### WRITTEN PROBLEM
Give back each entry unchanged, minus pictures.
§
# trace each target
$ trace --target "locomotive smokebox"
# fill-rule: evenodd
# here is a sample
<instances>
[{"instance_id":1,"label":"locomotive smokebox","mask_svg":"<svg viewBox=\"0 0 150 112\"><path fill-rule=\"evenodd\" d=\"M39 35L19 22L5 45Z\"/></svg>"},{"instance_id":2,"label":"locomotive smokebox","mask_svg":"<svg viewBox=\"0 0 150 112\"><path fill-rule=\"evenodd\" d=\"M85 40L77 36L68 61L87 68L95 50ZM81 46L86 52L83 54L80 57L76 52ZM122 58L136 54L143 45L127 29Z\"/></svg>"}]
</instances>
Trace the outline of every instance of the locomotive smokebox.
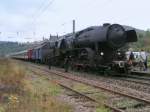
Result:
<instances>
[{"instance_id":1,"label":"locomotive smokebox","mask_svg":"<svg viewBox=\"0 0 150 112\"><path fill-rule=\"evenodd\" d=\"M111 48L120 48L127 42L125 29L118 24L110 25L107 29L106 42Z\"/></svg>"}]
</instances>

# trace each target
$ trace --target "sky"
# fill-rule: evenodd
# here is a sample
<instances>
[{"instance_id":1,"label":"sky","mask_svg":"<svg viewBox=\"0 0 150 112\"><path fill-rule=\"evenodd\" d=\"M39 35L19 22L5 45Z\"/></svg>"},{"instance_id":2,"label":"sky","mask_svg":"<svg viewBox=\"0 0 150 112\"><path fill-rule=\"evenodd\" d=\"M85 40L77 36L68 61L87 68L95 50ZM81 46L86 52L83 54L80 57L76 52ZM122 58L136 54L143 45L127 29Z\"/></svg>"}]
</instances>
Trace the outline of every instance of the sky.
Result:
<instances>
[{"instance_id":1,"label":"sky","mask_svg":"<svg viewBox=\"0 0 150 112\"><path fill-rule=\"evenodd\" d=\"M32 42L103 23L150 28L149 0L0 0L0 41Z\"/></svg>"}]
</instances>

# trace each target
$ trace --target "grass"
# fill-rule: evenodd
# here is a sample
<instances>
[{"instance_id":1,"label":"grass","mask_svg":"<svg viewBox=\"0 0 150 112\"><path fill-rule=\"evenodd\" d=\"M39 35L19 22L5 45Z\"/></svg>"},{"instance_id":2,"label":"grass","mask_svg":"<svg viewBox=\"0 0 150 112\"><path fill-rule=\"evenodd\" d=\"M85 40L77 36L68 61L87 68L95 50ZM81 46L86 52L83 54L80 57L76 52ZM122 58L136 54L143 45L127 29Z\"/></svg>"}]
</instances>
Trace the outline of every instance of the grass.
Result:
§
### SOLUTION TO THE PROBLEM
# trace each target
$ trace --target "locomotive smokebox"
# fill-rule: evenodd
# here is a sample
<instances>
[{"instance_id":1,"label":"locomotive smokebox","mask_svg":"<svg viewBox=\"0 0 150 112\"><path fill-rule=\"evenodd\" d=\"M39 35L19 22L5 45Z\"/></svg>"},{"instance_id":2,"label":"locomotive smokebox","mask_svg":"<svg viewBox=\"0 0 150 112\"><path fill-rule=\"evenodd\" d=\"M85 40L77 36L68 61L87 68L95 50ZM81 46L86 52L83 54L80 57L76 52ZM122 58L136 54L143 45L127 29Z\"/></svg>"}]
</instances>
Trace the outline of every instance of the locomotive smokebox.
Result:
<instances>
[{"instance_id":1,"label":"locomotive smokebox","mask_svg":"<svg viewBox=\"0 0 150 112\"><path fill-rule=\"evenodd\" d=\"M111 48L120 48L127 42L125 29L118 24L110 25L107 29L106 42Z\"/></svg>"}]
</instances>

# trace each target
$ trace --target "sky"
# fill-rule: evenodd
# here is a sample
<instances>
[{"instance_id":1,"label":"sky","mask_svg":"<svg viewBox=\"0 0 150 112\"><path fill-rule=\"evenodd\" d=\"M39 35L19 22L5 45Z\"/></svg>"},{"instance_id":2,"label":"sky","mask_svg":"<svg viewBox=\"0 0 150 112\"><path fill-rule=\"evenodd\" d=\"M85 40L77 36L68 61L87 68L95 50ZM81 46L86 52L83 54L80 57L76 52ZM122 58L136 54L143 45L127 29Z\"/></svg>"}]
</instances>
Trace the outline of every instance of the sky.
Result:
<instances>
[{"instance_id":1,"label":"sky","mask_svg":"<svg viewBox=\"0 0 150 112\"><path fill-rule=\"evenodd\" d=\"M32 42L103 23L150 28L149 0L0 0L0 41Z\"/></svg>"}]
</instances>

# trace each target
$ trace --target "grass"
# fill-rule: evenodd
# here is a sample
<instances>
[{"instance_id":1,"label":"grass","mask_svg":"<svg viewBox=\"0 0 150 112\"><path fill-rule=\"evenodd\" d=\"M39 35L19 22L5 45Z\"/></svg>"},{"instance_id":2,"label":"grass","mask_svg":"<svg viewBox=\"0 0 150 112\"><path fill-rule=\"evenodd\" d=\"M85 40L77 36L68 61L87 68L95 50ZM81 46L86 52L83 54L80 57L76 52ZM122 58L136 54L143 45L127 29Z\"/></svg>"}]
</instances>
Trace the outline of every instance of the grass.
Result:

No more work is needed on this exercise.